TRAVAIL DEMANDÉ: Selon le texte ci-dessous consacré à la montagne d’Enveig, à quelle altitude se situe le Pla de l’Orri ?

TEXTE PRÉSENTÉ:
:::

Un terrain pyrénéen : la montagne d’Enveig

13Partagée entre la France et l’Espagne, voisine de l’Andorre, la Cerdagne forme à l’est des Pyrénées une plaine élevée, allongée comme une amande entre deux lignes de sommets. Cette topographie particulière de vaste vallée ouverte dans un dédoublement longitudinal de la Chaîne lui vaut des proportions assez peu communes pour une région d’altitude, entre terroirs agricoles et montagnes. Les premiers s’étendent amplement entre 1 000 et 1 600 mètres, sur des surfaces planes puis sur les piémonts. Vers 1 600 mètres, les secondes, bois et pâturages, prennent le relais, la proximité des espaces ne nécessitant pas, ici, les granges intermédiaires que connaît le reste des Pyrénées. Parfois néanmoins, un habitat intercalaire mais permanent -- gros mas ou hameau -- occupe la transition.

14Le territoire d’Enveig répond à ce schéma (fig. 1 p. 156). Installé en bordure de la plaine, à 1 200 mètres d’altitude, le village a disposé ses maisons sur les premiers contreforts du massif du Carlit, à la rencontre des terres de labour et des prés riverains du Carol où se trouve la limite basse de la commune. De là, le finage se déploie en une large bande qui s’étage, du sud au nord, jusqu’aux crêtes. À la moraine, qui domine le terroir villageois, succède, à 1 500 mètres d’altitude, un plateau aux formes lourdes qui porte les terres à seigle des hameaux : Salit, malgré un statut territorial ambigu, Bena, Feners, Brangolí et le noyau disparu de Ces Cases, dont le Mas Franço maintient le souvenir, forment, avec les parcellaires qui les entourent et les 2 000 hectares de soulane qui s’élèvent au-dessus d’eux, ce que, depuis le XIIIe siècle au moins, on appelle « la montagne » d’Enveig… Relativité des découpages.

15Les recherches archéologiques se déroulent sur la partie montagneuse de cette « montagne », c’est-à-dire sur ces 2 000 hectares de pâturages qui, semés de quelques bois de pins, dominent les hameaux et courent de la limite supérieure actuelle des cultures aux crêtes, soit entre 1 700 et 2 600 mètres d’altitude. Sur ce vaste versant, l’étagement se poursuit en trois paliers principaux : l’Orri d’en Corbill, à 1 900 mètres d’altitude, le Pla de l’Orri à 2 100 mètres puis les vastes surfaces d’aplanissement sommitales divisées en deux grands quartiers pastoraux, Maurà et La Padrilla.

:::

INFORMATIONS EXTRAITES:
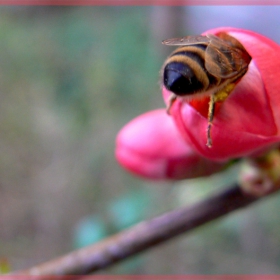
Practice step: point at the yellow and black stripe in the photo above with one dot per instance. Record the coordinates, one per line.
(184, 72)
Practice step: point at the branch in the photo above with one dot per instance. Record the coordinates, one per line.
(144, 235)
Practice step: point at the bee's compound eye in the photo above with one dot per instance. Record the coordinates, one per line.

:::

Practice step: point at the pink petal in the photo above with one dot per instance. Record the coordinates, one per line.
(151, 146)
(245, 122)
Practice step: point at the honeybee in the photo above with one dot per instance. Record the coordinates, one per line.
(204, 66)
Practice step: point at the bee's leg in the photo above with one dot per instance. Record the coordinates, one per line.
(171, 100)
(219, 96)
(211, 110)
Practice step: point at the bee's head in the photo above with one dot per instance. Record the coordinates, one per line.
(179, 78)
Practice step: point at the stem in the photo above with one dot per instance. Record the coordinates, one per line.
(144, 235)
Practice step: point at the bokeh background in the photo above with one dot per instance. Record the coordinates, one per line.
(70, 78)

:::

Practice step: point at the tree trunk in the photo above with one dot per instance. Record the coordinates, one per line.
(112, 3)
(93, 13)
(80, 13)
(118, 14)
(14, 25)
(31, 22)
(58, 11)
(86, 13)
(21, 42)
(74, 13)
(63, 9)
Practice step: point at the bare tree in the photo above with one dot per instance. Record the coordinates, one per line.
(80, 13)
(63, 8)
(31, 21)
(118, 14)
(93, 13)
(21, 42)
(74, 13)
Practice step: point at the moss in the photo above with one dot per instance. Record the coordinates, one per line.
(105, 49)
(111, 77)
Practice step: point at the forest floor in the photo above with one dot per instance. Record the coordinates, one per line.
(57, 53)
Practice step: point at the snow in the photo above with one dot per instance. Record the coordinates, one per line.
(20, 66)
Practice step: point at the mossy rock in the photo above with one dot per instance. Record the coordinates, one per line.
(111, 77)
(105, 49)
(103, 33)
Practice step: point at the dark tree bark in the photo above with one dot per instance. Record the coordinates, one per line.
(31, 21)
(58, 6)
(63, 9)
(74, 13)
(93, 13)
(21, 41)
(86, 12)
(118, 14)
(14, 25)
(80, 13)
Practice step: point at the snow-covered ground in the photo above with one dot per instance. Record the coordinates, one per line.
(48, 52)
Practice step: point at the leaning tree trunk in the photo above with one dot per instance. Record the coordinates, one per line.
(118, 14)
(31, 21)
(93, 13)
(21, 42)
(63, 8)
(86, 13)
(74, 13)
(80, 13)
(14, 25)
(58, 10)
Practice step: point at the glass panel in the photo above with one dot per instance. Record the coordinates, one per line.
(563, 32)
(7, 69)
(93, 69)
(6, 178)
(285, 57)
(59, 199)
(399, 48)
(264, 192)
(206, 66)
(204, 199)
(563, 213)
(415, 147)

:::

RÉPONSE COMPLÈTE: Le Pla de l’Orri se situe à 2 100 mètres d’altitude.